Data entries

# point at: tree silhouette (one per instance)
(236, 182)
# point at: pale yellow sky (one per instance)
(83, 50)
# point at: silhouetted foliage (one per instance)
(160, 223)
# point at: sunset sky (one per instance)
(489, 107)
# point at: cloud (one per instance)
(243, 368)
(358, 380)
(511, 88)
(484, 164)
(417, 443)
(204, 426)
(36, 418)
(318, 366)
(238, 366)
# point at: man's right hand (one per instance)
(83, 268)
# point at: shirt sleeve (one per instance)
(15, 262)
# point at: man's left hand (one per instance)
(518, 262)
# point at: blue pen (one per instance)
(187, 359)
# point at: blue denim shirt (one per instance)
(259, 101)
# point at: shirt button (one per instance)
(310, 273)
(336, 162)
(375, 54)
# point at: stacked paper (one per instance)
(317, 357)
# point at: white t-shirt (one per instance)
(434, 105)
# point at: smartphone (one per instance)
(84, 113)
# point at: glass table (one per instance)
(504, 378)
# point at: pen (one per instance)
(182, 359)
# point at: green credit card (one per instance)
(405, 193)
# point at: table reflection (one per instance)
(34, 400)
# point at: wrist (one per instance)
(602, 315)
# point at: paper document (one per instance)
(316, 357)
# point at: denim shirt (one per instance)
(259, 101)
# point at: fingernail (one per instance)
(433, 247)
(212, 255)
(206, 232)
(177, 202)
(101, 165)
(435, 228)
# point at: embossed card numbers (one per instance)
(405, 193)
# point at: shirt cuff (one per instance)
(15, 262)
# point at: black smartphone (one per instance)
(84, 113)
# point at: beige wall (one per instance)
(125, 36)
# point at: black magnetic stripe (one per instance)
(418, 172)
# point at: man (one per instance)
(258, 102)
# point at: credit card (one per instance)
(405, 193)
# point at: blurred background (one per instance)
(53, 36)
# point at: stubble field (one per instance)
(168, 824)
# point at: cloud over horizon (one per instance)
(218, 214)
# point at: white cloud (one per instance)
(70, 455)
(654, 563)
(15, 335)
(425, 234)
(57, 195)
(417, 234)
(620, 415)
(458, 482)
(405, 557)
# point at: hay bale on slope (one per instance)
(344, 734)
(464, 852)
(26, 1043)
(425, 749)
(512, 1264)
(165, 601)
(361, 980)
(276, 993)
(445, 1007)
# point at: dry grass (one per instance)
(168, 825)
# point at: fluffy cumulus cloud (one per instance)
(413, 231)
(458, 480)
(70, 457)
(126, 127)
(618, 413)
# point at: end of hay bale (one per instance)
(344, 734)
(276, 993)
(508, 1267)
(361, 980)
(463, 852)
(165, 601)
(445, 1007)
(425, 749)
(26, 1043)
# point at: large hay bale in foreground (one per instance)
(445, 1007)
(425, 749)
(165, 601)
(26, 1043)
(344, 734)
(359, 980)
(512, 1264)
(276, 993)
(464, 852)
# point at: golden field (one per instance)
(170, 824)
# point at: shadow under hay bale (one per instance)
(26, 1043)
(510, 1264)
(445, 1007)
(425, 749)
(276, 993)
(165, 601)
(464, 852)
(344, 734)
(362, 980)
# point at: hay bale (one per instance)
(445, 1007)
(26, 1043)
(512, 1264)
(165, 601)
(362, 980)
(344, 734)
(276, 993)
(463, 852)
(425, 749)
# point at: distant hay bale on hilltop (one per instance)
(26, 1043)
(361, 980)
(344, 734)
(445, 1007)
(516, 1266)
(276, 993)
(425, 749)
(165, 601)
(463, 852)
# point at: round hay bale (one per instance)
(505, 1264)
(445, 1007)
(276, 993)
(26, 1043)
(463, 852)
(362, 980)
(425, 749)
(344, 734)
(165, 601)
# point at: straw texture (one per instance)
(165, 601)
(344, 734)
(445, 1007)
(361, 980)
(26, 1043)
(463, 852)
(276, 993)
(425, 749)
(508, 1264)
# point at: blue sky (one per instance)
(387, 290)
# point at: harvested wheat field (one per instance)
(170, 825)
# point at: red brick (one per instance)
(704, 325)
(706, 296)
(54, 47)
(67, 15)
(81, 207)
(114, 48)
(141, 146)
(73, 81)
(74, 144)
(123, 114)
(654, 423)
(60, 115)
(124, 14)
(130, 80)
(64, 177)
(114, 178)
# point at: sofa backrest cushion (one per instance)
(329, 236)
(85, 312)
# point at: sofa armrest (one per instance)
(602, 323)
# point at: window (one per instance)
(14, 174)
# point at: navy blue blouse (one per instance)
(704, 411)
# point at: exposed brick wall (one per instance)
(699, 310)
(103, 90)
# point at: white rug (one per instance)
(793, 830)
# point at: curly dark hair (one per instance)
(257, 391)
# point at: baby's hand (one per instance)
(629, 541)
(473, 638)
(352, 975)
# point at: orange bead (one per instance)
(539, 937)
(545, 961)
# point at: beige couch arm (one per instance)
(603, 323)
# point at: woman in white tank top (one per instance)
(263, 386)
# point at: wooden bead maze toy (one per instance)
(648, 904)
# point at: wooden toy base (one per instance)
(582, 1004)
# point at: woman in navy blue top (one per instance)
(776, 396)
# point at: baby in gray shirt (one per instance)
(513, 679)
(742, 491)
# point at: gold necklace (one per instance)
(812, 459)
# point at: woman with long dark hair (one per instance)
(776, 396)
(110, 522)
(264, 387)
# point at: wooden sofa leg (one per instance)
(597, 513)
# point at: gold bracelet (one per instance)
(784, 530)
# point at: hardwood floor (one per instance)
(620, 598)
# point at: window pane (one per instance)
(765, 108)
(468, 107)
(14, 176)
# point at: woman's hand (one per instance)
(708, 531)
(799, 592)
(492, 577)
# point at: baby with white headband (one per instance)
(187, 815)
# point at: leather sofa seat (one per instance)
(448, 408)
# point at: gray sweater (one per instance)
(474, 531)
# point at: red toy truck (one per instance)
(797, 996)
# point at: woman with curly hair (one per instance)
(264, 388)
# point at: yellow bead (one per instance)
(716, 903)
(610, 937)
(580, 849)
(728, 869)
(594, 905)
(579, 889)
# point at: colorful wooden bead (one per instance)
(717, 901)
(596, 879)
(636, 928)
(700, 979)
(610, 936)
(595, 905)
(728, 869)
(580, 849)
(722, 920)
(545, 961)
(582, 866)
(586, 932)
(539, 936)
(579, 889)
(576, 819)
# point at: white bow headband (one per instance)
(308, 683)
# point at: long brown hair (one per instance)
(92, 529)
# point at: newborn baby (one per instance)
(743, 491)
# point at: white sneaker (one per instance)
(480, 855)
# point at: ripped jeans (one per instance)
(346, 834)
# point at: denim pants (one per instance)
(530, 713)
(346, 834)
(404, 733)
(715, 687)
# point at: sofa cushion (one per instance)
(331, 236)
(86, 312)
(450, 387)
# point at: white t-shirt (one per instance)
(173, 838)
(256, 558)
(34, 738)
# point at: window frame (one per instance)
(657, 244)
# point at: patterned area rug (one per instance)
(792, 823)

*Exercise details*: In full and without changes, give the data above once more.

*Written solution*:
# point at: tree silhouette (one per instance)
(236, 182)
# point at: pale yellow sky (one per instance)
(83, 50)
# point at: silhouetted foliage (one per instance)
(160, 223)
# point at: sunset sky (one per instance)
(489, 107)
# point at: cloud (one per instance)
(243, 368)
(358, 380)
(511, 88)
(484, 164)
(417, 443)
(204, 426)
(36, 418)
(318, 366)
(238, 366)
# point at: man's right hand (one per instance)
(83, 268)
# point at: shirt sleeve (one per instance)
(15, 262)
# point at: man's left hand (one per instance)
(518, 262)
# point at: blue pen (one per instance)
(187, 359)
# point at: blue denim shirt (one per instance)
(259, 101)
# point at: shirt button (one per instance)
(310, 273)
(336, 162)
(375, 54)
# point at: stacked paper (one per instance)
(317, 357)
# point at: white t-shirt (one per instance)
(434, 105)
# point at: smartphone (one per instance)
(84, 113)
# point at: glass table (one per instance)
(504, 378)
# point at: pen (one per instance)
(182, 359)
# point at: green credit card (one per instance)
(405, 193)
# point at: table reflection (one per instance)
(34, 400)
# point at: wrist (one per instance)
(602, 315)
# point at: paper document (one per instance)
(316, 357)
# point at: denim shirt (one per instance)
(259, 101)
# point at: fingernail (one per instance)
(433, 247)
(212, 255)
(206, 232)
(177, 202)
(101, 165)
(435, 228)
# point at: embossed card numbers (one per instance)
(405, 193)
# point at: shirt cuff (one per instance)
(15, 262)
# point at: black smartphone (one per instance)
(84, 113)
# point at: beige wall (one per instance)
(125, 36)
# point at: black magnetic stripe (one per instance)
(418, 172)
# point at: man (one per instance)
(258, 102)
# point at: credit card (one per instance)
(405, 193)
# point at: blurred background (one per instance)
(53, 36)
# point at: stubble field (one per instance)
(168, 824)
# point at: cloud over horizon (one per instance)
(218, 214)
# point at: white cloud (one per instance)
(70, 455)
(654, 563)
(15, 335)
(425, 234)
(57, 195)
(417, 234)
(620, 415)
(458, 482)
(405, 557)
# point at: hay bale on slope (one per instance)
(344, 734)
(464, 852)
(26, 1043)
(425, 749)
(512, 1264)
(165, 601)
(361, 980)
(276, 993)
(445, 1007)
# point at: dry grass (one per instance)
(168, 825)
# point at: fluffy cumulus cloud (one per instance)
(413, 231)
(458, 480)
(70, 457)
(126, 127)
(618, 413)
# point at: end of hay bale (one per instance)
(344, 734)
(276, 993)
(508, 1267)
(361, 980)
(463, 852)
(165, 601)
(445, 1007)
(425, 749)
(26, 1043)
# point at: large hay bale in foreground (one per instance)
(445, 1007)
(425, 749)
(165, 601)
(26, 1043)
(344, 734)
(359, 980)
(512, 1264)
(276, 993)
(464, 852)
# point at: golden field (one per instance)
(170, 824)
# point at: shadow under hay bale (one per instance)
(26, 1043)
(510, 1264)
(445, 1007)
(425, 749)
(276, 993)
(165, 601)
(464, 852)
(344, 734)
(362, 980)
# point at: hay bale (one per instance)
(445, 1007)
(26, 1043)
(512, 1264)
(165, 601)
(362, 980)
(344, 734)
(276, 993)
(463, 852)
(425, 749)
# point at: distant hay bale on hilltop (one per instance)
(26, 1043)
(361, 980)
(344, 734)
(445, 1007)
(516, 1266)
(276, 993)
(425, 749)
(165, 601)
(463, 852)
# point at: round hay bale (one per instance)
(505, 1264)
(445, 1007)
(276, 993)
(26, 1043)
(463, 852)
(362, 980)
(425, 749)
(344, 734)
(165, 601)
# point at: straw texture (one per instance)
(165, 601)
(344, 734)
(445, 1007)
(361, 980)
(26, 1043)
(463, 852)
(276, 993)
(425, 749)
(508, 1264)
# point at: blue sky (one per instance)
(387, 290)
# point at: harvested wheat field (one per instance)
(170, 825)
# point at: red brick (one per instance)
(704, 325)
(706, 296)
(54, 47)
(67, 15)
(81, 207)
(114, 48)
(141, 146)
(73, 81)
(74, 144)
(123, 114)
(654, 423)
(60, 115)
(124, 14)
(130, 80)
(64, 177)
(114, 178)
# point at: sofa backrest cushion (one per instance)
(329, 236)
(85, 312)
# point at: sofa armrest (one per instance)
(602, 323)
# point at: window (one per instance)
(14, 174)
# point at: navy blue blouse (one per instance)
(704, 411)
# point at: exposed brick wall (one per instance)
(699, 310)
(103, 90)
# point at: white rug (one per instance)
(793, 830)
# point at: curly dark hair (one per instance)
(257, 391)
# point at: baby's hand (one per instance)
(629, 541)
(473, 638)
(352, 975)
# point at: orange bead (one per instance)
(539, 937)
(545, 961)
# point at: beige couch arm (one per instance)
(603, 323)
# point at: woman in white tank top (one per instance)
(263, 386)
# point at: wooden bead maze toy (one per instance)
(648, 904)
# point at: wooden toy base (one per instance)
(582, 1004)
# point at: woman in navy blue top (one per instance)
(776, 396)
# point at: baby in gray shirt (one per instance)
(513, 679)
(742, 491)
# point at: gold necklace (one per instance)
(812, 459)
# point at: woman with long dark hair (one per instance)
(776, 396)
(110, 522)
(264, 387)
# point at: wooden sofa leg (one per instance)
(597, 513)
# point at: gold bracelet (one per instance)
(784, 530)
# point at: hardwood floor (one per instance)
(620, 598)
# point at: window pane (one per instance)
(765, 108)
(468, 107)
(14, 176)
# point at: woman's hand (one per instance)
(708, 531)
(799, 592)
(492, 577)
# point at: baby with white headband (one per instance)
(187, 815)
# point at: leather sofa seat (one per instance)
(448, 408)
# point at: gray sweater (one per instance)
(474, 531)
# point at: red toy truck (one per instance)
(797, 996)
# point at: woman with curly hair (one per instance)
(264, 388)
# point at: yellow bead (one per instance)
(716, 903)
(610, 937)
(580, 849)
(728, 869)
(594, 905)
(579, 889)
# point at: colorful wooden bead (one per instance)
(717, 901)
(596, 879)
(636, 928)
(700, 979)
(610, 936)
(595, 905)
(728, 869)
(580, 849)
(722, 920)
(545, 961)
(582, 866)
(586, 932)
(539, 936)
(579, 889)
(576, 819)
# point at: white bow headband (one per instance)
(308, 683)
# point at: long brown hair (one per instance)
(92, 529)
# point at: newborn baby (one per instance)
(743, 491)
# point at: white sneaker (one per instance)
(480, 855)
# point at: ripped jeans (one per instance)
(346, 834)
# point at: denim pants (one per instance)
(530, 713)
(346, 834)
(404, 733)
(715, 687)
# point at: sofa cushion (one per instance)
(331, 236)
(86, 312)
(450, 387)
# point at: white t-shirt (one per instance)
(173, 838)
(256, 558)
(34, 738)
# point at: window frame (one per instance)
(657, 244)
# point at: patterned area rug (one per instance)
(792, 823)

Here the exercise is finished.